Work instructions:
Where the material below has a line containing "Give x and y for each instance of the light", start repeating exactly, and keep going through the line containing "<point>284,175</point>", with no other lines.

Provided records:
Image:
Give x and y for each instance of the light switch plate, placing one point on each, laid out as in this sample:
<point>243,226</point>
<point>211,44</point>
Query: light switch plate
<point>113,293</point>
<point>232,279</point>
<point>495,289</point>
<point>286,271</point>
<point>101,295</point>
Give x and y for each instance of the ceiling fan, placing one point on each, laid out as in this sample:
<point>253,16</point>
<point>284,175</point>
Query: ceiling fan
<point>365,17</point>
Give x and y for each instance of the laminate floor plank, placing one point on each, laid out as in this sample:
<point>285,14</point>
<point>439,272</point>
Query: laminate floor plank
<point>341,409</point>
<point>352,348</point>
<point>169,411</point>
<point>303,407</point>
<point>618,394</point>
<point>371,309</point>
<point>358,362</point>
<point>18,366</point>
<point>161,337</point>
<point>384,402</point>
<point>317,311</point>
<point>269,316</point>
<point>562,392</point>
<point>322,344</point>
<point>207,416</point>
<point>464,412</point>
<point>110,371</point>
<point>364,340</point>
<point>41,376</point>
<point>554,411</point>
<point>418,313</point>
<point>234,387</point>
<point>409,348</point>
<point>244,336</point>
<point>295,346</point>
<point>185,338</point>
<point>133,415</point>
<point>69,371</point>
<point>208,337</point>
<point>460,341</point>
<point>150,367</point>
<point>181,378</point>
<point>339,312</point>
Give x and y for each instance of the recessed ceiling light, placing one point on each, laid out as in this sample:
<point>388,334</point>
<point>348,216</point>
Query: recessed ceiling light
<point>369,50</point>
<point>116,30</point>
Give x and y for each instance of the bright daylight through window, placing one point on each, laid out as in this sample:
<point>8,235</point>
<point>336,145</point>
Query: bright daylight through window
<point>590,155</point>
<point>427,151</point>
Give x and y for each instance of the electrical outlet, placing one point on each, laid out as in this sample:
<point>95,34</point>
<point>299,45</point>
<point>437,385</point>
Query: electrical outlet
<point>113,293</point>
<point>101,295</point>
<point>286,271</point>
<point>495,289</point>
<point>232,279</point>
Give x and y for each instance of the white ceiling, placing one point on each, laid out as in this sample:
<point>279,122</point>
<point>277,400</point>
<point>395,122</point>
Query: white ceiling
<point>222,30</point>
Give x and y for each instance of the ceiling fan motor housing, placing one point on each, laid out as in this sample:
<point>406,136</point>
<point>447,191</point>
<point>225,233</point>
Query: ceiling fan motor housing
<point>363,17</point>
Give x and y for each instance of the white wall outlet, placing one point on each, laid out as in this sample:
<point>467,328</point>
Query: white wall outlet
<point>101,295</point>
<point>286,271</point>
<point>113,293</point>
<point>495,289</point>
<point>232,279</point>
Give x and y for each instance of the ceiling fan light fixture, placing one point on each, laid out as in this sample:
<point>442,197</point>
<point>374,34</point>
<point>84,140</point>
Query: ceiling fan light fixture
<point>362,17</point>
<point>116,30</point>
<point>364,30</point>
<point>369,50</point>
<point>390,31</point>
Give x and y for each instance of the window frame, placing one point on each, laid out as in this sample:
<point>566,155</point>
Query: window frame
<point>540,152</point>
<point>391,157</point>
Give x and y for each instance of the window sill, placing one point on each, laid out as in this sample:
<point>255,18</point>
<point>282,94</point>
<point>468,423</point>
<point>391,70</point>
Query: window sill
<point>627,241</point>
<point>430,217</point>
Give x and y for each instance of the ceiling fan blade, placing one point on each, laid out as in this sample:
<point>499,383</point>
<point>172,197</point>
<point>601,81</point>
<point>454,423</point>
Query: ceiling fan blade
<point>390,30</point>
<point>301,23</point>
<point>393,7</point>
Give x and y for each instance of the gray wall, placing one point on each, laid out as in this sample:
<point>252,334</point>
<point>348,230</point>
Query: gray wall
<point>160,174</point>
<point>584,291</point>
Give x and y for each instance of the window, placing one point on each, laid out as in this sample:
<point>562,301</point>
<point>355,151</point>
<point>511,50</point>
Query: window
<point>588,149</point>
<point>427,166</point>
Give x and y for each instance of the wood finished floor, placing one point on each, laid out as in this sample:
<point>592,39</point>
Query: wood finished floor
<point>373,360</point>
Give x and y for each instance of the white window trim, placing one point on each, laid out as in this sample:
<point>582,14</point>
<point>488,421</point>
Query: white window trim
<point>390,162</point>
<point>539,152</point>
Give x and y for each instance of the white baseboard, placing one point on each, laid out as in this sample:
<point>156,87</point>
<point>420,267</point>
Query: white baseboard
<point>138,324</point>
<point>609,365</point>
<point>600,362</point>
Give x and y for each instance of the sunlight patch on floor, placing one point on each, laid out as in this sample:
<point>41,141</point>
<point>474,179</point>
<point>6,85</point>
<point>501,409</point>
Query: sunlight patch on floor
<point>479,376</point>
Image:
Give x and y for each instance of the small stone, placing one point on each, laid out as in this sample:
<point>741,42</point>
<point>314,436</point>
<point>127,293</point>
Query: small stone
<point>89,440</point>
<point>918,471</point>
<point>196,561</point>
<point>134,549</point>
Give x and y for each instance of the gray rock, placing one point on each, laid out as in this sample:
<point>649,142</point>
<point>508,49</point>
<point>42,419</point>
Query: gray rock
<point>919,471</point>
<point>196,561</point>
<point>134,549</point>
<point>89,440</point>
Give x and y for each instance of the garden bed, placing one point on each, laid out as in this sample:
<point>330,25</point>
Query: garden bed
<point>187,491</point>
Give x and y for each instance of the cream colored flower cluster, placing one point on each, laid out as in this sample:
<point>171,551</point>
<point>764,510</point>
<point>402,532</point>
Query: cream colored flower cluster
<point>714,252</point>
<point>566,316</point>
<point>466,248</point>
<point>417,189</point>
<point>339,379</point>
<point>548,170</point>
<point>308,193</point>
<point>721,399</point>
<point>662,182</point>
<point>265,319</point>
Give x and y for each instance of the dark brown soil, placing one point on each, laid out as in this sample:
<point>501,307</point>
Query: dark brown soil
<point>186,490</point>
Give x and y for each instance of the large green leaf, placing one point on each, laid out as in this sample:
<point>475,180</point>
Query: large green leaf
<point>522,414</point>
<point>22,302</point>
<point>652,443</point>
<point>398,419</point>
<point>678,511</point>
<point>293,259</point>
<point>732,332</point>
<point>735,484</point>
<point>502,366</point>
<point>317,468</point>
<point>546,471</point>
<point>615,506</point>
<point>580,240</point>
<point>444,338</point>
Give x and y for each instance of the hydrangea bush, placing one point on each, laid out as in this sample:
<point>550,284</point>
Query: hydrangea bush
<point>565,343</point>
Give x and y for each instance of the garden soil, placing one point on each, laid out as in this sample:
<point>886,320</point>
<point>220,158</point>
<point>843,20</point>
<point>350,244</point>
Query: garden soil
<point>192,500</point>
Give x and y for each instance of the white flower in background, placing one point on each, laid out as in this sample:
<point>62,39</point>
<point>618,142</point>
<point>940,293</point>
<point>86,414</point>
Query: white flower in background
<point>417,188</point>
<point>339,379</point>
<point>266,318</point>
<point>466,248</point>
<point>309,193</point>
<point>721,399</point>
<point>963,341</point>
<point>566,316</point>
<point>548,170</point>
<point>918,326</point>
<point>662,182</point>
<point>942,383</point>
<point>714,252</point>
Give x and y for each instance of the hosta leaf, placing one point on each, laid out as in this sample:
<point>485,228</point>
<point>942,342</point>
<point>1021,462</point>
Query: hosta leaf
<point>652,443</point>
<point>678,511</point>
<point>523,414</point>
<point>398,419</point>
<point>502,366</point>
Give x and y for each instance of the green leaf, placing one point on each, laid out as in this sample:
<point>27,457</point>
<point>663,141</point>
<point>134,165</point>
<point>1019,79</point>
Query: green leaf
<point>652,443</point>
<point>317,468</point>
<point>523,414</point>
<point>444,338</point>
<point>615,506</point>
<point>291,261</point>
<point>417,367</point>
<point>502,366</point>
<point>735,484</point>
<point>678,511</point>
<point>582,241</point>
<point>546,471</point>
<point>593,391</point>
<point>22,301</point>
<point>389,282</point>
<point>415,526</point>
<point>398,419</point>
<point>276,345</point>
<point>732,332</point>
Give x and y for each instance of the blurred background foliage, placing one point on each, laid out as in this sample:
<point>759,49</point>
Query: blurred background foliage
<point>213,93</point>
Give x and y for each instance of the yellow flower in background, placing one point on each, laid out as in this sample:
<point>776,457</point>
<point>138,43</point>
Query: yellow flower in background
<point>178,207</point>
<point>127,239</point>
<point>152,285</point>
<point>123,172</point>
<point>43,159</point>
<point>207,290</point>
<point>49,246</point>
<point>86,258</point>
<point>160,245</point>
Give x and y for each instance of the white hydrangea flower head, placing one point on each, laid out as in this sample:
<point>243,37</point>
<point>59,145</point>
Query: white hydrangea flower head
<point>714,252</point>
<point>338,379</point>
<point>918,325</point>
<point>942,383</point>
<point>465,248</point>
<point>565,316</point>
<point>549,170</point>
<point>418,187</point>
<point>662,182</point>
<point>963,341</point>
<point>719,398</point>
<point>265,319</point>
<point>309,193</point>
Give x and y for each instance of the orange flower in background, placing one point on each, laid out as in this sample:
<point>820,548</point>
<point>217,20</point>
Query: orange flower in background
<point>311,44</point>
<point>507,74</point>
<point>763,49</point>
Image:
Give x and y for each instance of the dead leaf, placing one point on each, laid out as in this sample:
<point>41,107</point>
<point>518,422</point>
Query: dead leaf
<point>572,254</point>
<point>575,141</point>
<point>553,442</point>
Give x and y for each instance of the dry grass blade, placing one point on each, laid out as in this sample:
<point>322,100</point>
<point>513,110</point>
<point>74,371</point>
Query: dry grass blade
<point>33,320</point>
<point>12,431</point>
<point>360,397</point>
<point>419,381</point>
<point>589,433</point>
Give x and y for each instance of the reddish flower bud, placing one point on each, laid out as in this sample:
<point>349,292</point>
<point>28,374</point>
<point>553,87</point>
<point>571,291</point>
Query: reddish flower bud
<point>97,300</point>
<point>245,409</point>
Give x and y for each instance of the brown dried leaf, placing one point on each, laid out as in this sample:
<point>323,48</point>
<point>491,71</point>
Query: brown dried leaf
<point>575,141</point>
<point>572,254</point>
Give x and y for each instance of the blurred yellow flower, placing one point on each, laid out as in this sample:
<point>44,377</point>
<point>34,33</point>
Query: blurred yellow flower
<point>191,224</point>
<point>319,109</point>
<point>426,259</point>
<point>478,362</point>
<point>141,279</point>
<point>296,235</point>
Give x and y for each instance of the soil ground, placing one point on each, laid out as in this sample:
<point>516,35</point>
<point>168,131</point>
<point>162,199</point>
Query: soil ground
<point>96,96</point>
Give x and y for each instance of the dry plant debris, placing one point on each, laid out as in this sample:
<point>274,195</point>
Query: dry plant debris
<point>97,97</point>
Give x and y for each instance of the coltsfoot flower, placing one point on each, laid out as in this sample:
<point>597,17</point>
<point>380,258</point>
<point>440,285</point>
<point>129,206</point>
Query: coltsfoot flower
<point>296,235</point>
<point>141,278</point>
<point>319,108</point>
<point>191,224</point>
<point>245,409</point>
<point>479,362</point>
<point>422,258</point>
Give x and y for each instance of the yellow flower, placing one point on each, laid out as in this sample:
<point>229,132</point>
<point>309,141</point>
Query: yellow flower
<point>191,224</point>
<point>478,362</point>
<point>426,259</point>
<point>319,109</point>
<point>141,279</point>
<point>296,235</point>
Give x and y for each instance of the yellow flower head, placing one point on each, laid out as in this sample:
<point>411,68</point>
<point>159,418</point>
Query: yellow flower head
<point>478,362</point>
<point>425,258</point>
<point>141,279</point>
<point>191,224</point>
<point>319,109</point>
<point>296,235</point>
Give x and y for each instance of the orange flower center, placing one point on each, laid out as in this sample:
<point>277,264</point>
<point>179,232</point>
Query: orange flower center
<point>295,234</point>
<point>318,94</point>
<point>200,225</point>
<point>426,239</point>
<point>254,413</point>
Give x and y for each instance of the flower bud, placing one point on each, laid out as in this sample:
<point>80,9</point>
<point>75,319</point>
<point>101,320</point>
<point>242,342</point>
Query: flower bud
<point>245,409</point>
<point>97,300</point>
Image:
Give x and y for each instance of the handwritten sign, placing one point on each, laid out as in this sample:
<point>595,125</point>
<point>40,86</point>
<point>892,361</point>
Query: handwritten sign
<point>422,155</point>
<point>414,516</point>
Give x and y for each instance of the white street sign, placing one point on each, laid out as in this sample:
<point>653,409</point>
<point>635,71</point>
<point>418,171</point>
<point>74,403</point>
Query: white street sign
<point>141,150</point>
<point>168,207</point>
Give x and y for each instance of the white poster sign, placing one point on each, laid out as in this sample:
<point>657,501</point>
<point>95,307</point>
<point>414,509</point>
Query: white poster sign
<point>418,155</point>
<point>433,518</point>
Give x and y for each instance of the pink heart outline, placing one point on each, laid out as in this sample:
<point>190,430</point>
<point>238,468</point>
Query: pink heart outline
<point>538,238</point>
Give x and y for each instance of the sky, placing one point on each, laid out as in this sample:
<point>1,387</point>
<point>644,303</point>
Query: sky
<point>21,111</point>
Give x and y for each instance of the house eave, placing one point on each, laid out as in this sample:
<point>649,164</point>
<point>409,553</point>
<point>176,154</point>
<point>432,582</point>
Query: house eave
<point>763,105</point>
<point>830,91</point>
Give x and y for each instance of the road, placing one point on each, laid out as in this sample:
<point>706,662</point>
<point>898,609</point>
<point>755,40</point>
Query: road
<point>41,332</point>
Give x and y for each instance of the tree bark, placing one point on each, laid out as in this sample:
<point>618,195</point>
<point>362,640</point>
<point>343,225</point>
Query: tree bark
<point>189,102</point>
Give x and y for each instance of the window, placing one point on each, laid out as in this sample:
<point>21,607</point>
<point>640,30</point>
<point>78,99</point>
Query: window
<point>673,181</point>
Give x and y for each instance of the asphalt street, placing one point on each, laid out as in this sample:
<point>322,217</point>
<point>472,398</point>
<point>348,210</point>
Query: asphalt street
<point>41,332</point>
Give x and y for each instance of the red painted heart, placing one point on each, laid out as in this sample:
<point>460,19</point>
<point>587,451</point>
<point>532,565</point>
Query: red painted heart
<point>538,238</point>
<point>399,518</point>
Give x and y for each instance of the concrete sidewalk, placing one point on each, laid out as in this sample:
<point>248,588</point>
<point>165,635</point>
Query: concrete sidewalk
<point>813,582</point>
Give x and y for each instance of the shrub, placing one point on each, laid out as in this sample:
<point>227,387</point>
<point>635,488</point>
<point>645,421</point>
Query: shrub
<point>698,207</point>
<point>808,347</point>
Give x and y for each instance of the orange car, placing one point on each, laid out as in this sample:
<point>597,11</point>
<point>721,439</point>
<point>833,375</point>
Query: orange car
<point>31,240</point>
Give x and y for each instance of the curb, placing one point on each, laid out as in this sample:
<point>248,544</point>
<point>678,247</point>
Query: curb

Response:
Give x and y for each instance of the light switch plate, placing one point on each, laid out as in this sample:
<point>243,226</point>
<point>211,44</point>
Query: light switch plate
<point>113,293</point>
<point>232,279</point>
<point>495,289</point>
<point>286,271</point>
<point>101,295</point>
Give x and y for each instance of the ceiling fan, placing one point on each, laid out as in this sample:
<point>253,16</point>
<point>284,175</point>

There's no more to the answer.